Selected excerpt:
This is a very human problem; to my knowledge, no animal commits suicide. I said earlier that having faith in Jesus Christ does not necessarily insulate us from this threat, but neither does seeing a therapist or taking depression medication: actually most of the people I’ve known who have committed suicide have done one or both. And the God who speaks to us through scripture can help us a lot with this very human problem.

 

First, we who are followers of Jesus Christ know that we are not alone in our suffering. Our Savior died on a cross, at a moment when it certainly looked like everything he’d done in this world had come to nothing. His followers also usually died young; four of Paul’s letters - a third of all the letters he sent - were written inside prison cells. The first followers of Jesus were often those whom life had not smiled on - the sick, the lonely, the rejected. One thing the work of Jesus Christ makes clear is that God has not forgotten such as these. When Isaiah prophesied a coming Messiah, he said that he would be a man of sorrows and acquainted with grief. His best followers have often been very much the same.

Dataset extract:
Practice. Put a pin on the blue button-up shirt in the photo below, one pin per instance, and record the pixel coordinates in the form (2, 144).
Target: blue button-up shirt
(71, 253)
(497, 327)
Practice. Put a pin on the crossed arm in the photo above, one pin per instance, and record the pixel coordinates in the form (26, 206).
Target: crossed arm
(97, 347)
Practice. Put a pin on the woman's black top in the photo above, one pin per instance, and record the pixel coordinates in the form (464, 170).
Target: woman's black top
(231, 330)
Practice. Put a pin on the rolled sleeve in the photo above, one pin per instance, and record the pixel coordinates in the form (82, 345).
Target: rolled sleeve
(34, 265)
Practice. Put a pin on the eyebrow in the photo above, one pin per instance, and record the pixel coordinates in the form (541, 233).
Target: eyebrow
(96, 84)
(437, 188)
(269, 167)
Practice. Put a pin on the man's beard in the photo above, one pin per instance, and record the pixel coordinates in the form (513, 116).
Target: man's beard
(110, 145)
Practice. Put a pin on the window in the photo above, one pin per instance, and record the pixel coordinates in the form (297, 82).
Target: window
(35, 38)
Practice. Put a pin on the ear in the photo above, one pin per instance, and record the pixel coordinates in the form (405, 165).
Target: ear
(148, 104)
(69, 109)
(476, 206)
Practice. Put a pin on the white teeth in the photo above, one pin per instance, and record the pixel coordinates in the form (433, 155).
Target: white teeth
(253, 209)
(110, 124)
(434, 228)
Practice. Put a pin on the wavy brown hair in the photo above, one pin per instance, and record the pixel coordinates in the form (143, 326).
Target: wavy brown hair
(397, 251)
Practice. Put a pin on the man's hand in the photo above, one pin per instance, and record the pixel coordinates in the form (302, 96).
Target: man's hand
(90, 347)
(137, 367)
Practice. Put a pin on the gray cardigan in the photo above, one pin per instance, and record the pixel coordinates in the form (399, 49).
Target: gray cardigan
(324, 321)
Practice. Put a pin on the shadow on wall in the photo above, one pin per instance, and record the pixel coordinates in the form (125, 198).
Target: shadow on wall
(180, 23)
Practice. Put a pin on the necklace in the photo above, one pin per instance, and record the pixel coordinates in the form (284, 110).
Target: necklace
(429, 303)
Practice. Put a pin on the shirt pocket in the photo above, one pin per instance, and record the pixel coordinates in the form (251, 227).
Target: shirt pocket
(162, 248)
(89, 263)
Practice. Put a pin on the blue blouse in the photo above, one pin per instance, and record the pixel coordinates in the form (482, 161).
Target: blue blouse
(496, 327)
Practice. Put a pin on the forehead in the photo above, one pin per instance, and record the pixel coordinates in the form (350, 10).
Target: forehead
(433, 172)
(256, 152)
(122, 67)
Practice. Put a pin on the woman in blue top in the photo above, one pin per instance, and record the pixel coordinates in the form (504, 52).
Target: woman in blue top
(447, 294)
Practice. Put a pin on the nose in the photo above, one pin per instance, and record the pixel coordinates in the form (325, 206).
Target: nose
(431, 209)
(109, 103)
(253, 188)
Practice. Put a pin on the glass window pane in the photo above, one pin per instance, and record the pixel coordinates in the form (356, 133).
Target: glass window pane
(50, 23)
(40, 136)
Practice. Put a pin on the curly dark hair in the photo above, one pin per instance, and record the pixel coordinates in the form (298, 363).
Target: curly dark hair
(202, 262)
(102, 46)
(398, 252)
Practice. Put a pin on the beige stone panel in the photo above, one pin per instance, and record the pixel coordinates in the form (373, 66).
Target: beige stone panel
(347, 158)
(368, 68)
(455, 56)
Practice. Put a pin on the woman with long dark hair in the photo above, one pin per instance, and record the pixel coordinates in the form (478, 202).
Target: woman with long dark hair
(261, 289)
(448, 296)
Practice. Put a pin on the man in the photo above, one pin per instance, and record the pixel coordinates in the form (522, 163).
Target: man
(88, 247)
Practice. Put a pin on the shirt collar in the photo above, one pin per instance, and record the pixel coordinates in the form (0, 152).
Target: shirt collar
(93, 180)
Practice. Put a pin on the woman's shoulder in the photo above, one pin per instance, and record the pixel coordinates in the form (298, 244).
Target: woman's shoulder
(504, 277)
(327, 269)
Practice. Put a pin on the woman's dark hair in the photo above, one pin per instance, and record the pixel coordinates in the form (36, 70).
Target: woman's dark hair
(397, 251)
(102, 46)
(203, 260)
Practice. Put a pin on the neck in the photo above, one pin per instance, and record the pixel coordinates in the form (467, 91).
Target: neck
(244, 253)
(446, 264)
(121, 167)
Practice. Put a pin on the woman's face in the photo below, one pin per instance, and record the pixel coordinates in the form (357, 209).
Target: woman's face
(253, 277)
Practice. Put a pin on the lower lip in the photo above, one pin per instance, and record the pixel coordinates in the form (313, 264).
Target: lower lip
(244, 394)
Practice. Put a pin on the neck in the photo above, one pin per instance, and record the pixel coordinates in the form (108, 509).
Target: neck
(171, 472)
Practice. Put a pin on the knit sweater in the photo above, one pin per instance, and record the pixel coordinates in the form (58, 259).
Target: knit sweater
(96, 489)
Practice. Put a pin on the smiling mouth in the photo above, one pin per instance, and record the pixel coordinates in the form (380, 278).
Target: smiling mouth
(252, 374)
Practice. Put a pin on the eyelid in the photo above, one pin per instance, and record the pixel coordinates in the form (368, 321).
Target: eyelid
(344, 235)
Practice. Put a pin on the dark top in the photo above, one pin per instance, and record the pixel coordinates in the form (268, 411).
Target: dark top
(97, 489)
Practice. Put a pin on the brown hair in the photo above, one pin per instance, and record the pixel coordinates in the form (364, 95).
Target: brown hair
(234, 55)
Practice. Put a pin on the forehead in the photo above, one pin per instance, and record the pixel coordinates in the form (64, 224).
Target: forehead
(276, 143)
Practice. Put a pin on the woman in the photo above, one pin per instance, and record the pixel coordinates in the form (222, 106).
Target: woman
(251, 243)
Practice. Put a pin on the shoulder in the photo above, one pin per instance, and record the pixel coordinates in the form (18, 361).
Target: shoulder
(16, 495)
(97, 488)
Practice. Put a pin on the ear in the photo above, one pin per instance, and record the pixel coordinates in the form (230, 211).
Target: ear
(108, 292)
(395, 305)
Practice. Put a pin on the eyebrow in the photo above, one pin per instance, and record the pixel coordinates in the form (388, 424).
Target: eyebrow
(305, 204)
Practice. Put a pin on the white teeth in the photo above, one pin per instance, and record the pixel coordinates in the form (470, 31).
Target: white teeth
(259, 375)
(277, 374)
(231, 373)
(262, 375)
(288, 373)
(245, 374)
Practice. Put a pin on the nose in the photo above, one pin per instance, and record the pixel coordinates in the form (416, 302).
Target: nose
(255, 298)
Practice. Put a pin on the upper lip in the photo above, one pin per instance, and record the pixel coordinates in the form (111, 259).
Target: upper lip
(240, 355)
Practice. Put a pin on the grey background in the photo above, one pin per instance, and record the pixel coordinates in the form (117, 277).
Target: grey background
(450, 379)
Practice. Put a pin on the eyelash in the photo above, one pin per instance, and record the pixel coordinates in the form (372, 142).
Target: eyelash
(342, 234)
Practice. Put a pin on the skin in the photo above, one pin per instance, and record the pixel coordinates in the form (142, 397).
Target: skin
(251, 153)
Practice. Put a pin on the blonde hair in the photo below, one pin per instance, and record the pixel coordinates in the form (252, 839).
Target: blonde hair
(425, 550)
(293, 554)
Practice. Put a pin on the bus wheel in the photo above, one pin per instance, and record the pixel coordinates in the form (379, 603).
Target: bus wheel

Action item A:
Translate this sentence from the reflection on suffering into Spanish: "One thing the work of Jesus Christ makes clear is that God has not forgotten such as these."
Action item B:
Revise the reflection on suffering between "First, we who" and "much the same.", inclusive, changing "prison cells" to "jail cells".
The data was taken from a separate source, unrelated to the text.

Expected output A:
Algo que la obra de Jesucristo deja claro es que Dios no se ha olvidado de los que son como estos.

Expected output B:
First, we who are followers of Jesus Christ know that we are not alone in our suffering. Our Savior died on a cross, at a moment when it certainly looked like everything he’d done in this world had come to nothing. His followers also usually died young; four of Paul’s letters - a third of all the letters he sent - were written inside jail cells. The first followers of Jesus were often those whom life had not smiled on - the sick, the lonely, the rejected. One thing the work of Jesus Christ makes clear is that God has not forgotten such as these. When Isaiah prophesied a coming Messiah, he said that he would be a man of sorrows and acquainted with grief. His best followers have often been very much the same.